───── PROVIDED PASSAGE ─────

Wednesday, August 11, 2010
Summer Color with Crapemyrtles
Most of the flowering trees and large shrubs we admire in the landscape are spring bloomers. Think dogwood, cherry, magnolia….crabapple, pear, serviceberry….redbud, lilac and viburnum.
So, stunning summer flowering trees are a treat for the eyes. One of the most conspicuous small trees/large shrubs that I see at this time of year is Crapemyrtle, Lagerstroemia. Common flower colors are shades of pink and red but white cultivars exist. In addition to the showy flowers, Crapemyrtle bark is very attractive…shades of cinnamon brown and gray that exfoliates with age. One respected plantsman says “If Crapemyrtle never produced flowers or leaves, it would not be a bad thing.” That’s high praise for bark characteristics.
One reason Crapemyrtle is somewhat unusual in Pennsylvania landscapes is its hardiness. Unless you are in zone 6 or 7 it won’t survive. Even in zone 6, expect dieback to the ground in severe winters. What has helped make Crapemyrtle more popular is a breeding program from the National Arboretum which added both winter hardiness and disease tolerance from Lagerstroemia fauriei to Lagerstroemia indica, resulting in about 20 wonderful hybrids. These cultivars, developed by Dr. Donald Egolf, all have Native American tribal names, so they are easy to spot. Tuscarora, Natchez, Hopi, Sioux, etc. A list of National Arboretum selections and a thorough description will guide you to good decisions.

───── DATASET RECORDS ─────

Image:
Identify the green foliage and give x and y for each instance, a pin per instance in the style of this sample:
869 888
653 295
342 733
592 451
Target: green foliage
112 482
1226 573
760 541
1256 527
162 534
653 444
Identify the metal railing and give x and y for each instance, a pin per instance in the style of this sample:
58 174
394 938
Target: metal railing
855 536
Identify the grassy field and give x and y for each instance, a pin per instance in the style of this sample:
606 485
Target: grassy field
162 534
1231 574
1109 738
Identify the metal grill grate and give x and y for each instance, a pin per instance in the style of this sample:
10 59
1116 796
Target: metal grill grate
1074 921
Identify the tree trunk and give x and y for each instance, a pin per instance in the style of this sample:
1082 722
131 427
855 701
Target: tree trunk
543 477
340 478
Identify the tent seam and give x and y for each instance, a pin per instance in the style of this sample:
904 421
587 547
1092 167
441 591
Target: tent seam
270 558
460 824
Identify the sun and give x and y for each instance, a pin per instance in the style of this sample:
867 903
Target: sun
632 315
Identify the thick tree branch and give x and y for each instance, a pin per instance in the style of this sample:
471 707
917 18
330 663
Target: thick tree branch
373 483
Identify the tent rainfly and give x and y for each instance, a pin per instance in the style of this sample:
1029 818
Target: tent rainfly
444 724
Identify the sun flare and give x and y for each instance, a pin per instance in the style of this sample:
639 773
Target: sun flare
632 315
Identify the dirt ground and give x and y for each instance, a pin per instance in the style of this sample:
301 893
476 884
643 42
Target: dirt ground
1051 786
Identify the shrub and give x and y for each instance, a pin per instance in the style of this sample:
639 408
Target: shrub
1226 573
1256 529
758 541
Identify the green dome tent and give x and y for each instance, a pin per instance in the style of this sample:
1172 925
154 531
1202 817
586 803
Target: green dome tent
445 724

─────

COMPLETE THE FOLLOWING
A) According to the crapemyrtle post, who developed the hybrid cultivars with Native American tribal names?
B) Write the next part of the crapemyrtle post, picking up after its final sentence.

ANSWERS BELOW
A) Dr. Donald Egolf

B)
Aside from being marginally hardy for parts of Pennsylvania, the plant is tough as nails. Yea, Japanese beetles like to chew on them and reference books describe other pests… but nothing life threatening. Crapemyrtles thrives in hot spots and tolerate poor soil. Full sun exposure is best.
So, if you have a hot spot in the landscape that can accommodate a multi-stemmed tree/shrub which will mature between 10 and 20 feet, and you would like a splash of bright color in the landscape in mid-summer, think Crapemyrtles. Start with the National Arboretum selections and beware of hardiness requirements. I counted more than 60 cultivars in my reference books, not all of them are appropriate for Southeastern Pennsylvania.